- **Exercise goal**
Copy out the rows word for word, beginning with the line that contains "Objective — for every instance of the headphone ear" and running through the end of the rows.

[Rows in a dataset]
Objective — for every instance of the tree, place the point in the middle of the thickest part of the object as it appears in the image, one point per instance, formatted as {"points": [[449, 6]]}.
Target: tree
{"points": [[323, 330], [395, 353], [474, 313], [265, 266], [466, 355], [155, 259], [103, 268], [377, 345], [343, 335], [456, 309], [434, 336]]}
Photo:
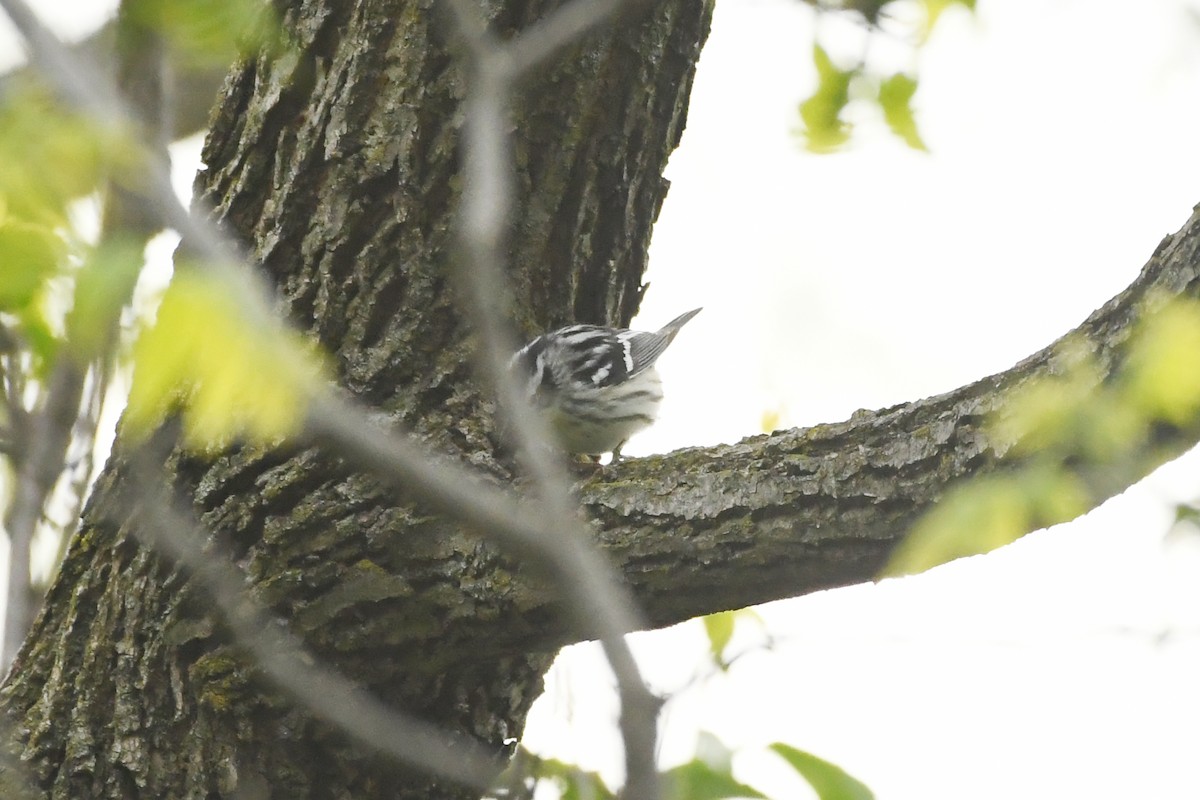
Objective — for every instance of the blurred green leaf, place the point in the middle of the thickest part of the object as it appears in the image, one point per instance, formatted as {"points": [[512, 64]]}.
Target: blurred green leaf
{"points": [[719, 629], [973, 518], [51, 156], [829, 781], [823, 128], [895, 100], [1164, 364], [39, 336], [934, 10], [29, 256], [697, 780], [989, 512], [103, 288], [209, 32], [231, 376]]}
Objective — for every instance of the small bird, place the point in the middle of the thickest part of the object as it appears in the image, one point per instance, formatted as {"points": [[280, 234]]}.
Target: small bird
{"points": [[595, 386]]}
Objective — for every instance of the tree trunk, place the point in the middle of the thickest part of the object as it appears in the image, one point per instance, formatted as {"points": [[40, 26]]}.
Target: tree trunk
{"points": [[337, 167]]}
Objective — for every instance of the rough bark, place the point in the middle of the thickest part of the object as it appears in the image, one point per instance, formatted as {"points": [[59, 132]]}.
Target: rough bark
{"points": [[337, 169]]}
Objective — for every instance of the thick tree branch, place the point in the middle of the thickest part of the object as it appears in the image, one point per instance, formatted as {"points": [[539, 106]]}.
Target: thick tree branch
{"points": [[775, 516]]}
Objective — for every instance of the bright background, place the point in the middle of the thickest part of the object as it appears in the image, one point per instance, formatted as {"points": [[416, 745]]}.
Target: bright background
{"points": [[1063, 138]]}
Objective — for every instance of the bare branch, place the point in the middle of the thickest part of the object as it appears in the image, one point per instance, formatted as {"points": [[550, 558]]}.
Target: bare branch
{"points": [[288, 663]]}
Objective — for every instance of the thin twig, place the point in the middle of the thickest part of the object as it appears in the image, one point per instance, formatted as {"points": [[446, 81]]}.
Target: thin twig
{"points": [[485, 214], [347, 427]]}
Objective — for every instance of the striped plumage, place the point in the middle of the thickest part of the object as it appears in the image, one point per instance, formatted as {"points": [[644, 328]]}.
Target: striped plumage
{"points": [[595, 385]]}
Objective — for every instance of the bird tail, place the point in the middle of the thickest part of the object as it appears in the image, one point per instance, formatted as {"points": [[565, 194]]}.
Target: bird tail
{"points": [[673, 326]]}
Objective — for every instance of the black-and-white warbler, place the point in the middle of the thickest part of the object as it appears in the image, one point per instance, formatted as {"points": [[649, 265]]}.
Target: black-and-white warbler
{"points": [[595, 386]]}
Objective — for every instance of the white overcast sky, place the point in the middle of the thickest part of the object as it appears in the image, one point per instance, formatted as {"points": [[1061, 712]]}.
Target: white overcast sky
{"points": [[1063, 137]]}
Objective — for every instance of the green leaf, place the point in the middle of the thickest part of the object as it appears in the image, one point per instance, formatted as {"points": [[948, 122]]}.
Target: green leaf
{"points": [[973, 518], [231, 376], [103, 288], [209, 32], [697, 780], [823, 128], [934, 10], [1163, 378], [29, 256], [895, 100], [829, 781], [719, 629], [51, 156]]}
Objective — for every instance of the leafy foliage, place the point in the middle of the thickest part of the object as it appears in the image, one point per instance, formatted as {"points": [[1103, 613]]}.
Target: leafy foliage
{"points": [[825, 130], [1067, 426], [205, 32], [829, 781], [229, 372], [825, 126]]}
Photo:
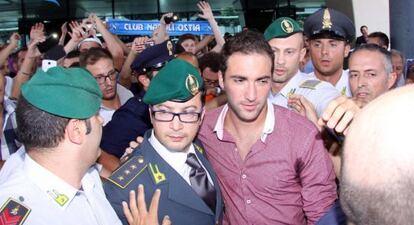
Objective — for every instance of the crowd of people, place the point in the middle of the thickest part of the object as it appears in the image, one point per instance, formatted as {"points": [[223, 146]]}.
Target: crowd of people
{"points": [[290, 126]]}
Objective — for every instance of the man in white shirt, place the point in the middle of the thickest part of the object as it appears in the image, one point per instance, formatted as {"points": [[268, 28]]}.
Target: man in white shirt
{"points": [[330, 33], [57, 181], [100, 64], [169, 158]]}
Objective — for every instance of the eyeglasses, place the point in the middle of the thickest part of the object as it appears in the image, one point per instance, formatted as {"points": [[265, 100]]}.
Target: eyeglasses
{"points": [[112, 75], [185, 117]]}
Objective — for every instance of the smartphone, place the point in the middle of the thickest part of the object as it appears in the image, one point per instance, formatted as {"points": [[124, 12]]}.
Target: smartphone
{"points": [[47, 64]]}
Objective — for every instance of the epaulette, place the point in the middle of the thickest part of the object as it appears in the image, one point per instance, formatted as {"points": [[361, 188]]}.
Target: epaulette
{"points": [[13, 212], [310, 84], [199, 148], [128, 171]]}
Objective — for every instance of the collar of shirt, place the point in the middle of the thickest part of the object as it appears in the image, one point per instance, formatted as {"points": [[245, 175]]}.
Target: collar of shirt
{"points": [[291, 84], [175, 159], [267, 129], [61, 192]]}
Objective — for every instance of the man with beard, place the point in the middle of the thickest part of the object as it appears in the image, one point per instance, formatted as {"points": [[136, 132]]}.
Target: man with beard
{"points": [[285, 37], [330, 33], [270, 162], [99, 63]]}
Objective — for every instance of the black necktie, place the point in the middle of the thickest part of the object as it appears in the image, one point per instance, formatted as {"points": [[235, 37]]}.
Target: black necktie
{"points": [[199, 182]]}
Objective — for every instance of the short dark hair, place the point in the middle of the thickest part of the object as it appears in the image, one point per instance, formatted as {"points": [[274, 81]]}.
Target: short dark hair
{"points": [[375, 48], [37, 128], [211, 60], [73, 54], [93, 55], [384, 40], [360, 29], [245, 42], [389, 203]]}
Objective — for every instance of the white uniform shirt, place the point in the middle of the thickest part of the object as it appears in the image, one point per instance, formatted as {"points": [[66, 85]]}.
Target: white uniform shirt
{"points": [[319, 93], [124, 95], [176, 159], [343, 83], [53, 201]]}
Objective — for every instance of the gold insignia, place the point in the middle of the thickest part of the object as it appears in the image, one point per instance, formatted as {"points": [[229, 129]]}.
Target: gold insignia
{"points": [[326, 23], [343, 92], [140, 159], [287, 26], [156, 174], [200, 149], [169, 47], [13, 212], [310, 84], [291, 92], [191, 84], [126, 173], [60, 199]]}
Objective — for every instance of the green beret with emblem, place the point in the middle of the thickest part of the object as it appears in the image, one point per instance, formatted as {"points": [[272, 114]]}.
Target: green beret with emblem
{"points": [[177, 81], [281, 28], [71, 93], [329, 23]]}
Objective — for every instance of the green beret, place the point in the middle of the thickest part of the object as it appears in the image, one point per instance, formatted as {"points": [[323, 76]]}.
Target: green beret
{"points": [[71, 93], [330, 22], [177, 81], [281, 28]]}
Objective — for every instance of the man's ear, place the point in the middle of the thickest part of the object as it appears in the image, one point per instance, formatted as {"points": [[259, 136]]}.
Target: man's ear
{"points": [[392, 78], [347, 49], [143, 79], [75, 131], [221, 79]]}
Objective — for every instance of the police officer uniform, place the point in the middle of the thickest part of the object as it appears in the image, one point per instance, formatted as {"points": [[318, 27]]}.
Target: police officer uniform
{"points": [[30, 193], [156, 167], [319, 93], [132, 118], [335, 25]]}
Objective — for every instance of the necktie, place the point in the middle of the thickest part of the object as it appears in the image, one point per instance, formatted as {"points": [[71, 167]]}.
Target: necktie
{"points": [[199, 182]]}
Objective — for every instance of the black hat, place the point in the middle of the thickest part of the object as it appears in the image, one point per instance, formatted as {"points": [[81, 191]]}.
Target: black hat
{"points": [[329, 22], [153, 57]]}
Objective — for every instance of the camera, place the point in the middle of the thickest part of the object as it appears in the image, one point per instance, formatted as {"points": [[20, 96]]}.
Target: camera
{"points": [[173, 18]]}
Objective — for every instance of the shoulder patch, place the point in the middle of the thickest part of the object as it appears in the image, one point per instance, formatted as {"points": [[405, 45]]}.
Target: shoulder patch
{"points": [[310, 84], [13, 212], [128, 171], [157, 175], [199, 148]]}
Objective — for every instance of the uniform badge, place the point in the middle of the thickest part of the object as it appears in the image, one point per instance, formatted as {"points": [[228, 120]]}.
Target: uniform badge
{"points": [[286, 26], [169, 47], [126, 173], [291, 92], [199, 148], [13, 213], [343, 92], [191, 84], [60, 199], [326, 23], [310, 84], [156, 174]]}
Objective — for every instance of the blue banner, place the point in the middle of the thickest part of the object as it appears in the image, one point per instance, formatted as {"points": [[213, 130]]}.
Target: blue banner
{"points": [[145, 27]]}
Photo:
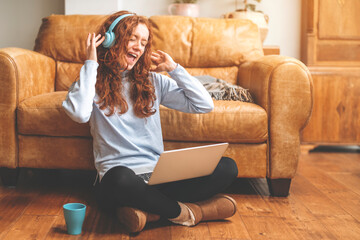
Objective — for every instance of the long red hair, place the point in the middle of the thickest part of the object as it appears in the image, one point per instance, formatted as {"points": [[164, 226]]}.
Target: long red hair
{"points": [[112, 63]]}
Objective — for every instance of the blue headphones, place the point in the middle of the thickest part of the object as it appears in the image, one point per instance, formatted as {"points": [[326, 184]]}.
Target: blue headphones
{"points": [[110, 35]]}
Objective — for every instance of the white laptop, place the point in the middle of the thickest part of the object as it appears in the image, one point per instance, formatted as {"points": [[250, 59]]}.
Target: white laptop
{"points": [[185, 163]]}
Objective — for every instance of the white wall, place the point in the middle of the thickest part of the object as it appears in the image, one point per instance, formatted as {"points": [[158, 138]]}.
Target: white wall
{"points": [[20, 20]]}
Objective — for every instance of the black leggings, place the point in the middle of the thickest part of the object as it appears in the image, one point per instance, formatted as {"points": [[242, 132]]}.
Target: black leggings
{"points": [[120, 186]]}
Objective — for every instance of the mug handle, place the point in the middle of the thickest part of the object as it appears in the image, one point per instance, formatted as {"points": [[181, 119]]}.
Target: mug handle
{"points": [[170, 9]]}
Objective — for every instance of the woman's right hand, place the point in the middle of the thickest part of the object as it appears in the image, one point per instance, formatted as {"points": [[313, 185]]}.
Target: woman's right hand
{"points": [[92, 43]]}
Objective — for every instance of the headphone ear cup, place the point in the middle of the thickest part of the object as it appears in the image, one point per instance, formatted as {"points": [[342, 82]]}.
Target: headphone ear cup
{"points": [[109, 40]]}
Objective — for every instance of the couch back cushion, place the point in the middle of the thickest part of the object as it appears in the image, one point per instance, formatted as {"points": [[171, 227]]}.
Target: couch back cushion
{"points": [[204, 46], [207, 42]]}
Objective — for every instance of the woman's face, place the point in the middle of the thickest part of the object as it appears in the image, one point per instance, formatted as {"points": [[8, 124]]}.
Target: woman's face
{"points": [[136, 45]]}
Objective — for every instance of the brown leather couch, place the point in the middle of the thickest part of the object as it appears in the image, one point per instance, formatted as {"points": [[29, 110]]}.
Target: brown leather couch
{"points": [[263, 136]]}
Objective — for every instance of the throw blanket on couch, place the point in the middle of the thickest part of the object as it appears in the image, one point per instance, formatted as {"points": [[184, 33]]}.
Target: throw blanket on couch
{"points": [[222, 90]]}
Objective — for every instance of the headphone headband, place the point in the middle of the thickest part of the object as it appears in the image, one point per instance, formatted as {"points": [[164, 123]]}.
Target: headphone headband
{"points": [[110, 35]]}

- **Reply to the exercise**
Objective — for every instance of the headphone ear cup, place the point in the middle of the thickest part of the object as it appears in the image, one point per instance, formatted as {"points": [[342, 82]]}.
Target: headphone ear cup
{"points": [[109, 40]]}
Objective — for every instance of the couch back cushion, place the point in the middle of the thickest part of the object as it appears in the image, one point per instance, formatted as {"points": [[171, 227]]}.
Target: couch back cushion
{"points": [[204, 46], [207, 42]]}
Objective — for every instance of the woman's face, place the point in the middle of the thickest part of the object as it appears in the image, one point per instance, formatted as {"points": [[8, 124]]}.
Target: woman's face
{"points": [[136, 45]]}
Objective — for every instance of the brown leather couch, place the point in the middle of the thickest part of the object as it appears in the image, one point per instance, formatted as {"points": [[29, 110]]}.
Target: brown leather couch
{"points": [[263, 136]]}
Objective — for every instance of the throw blanket on couch, place the point in the middle of the thickest part of the object as it appears in the image, one point per instance, formatted as {"points": [[184, 33]]}.
Target: throw blanket on couch
{"points": [[222, 90]]}
Objective — for every instance of the headphone headband, place the point in the middle of the thickest part of the object as it appears in the image, one point per instance, formatted as {"points": [[164, 123]]}.
Target: headphone headband
{"points": [[110, 35]]}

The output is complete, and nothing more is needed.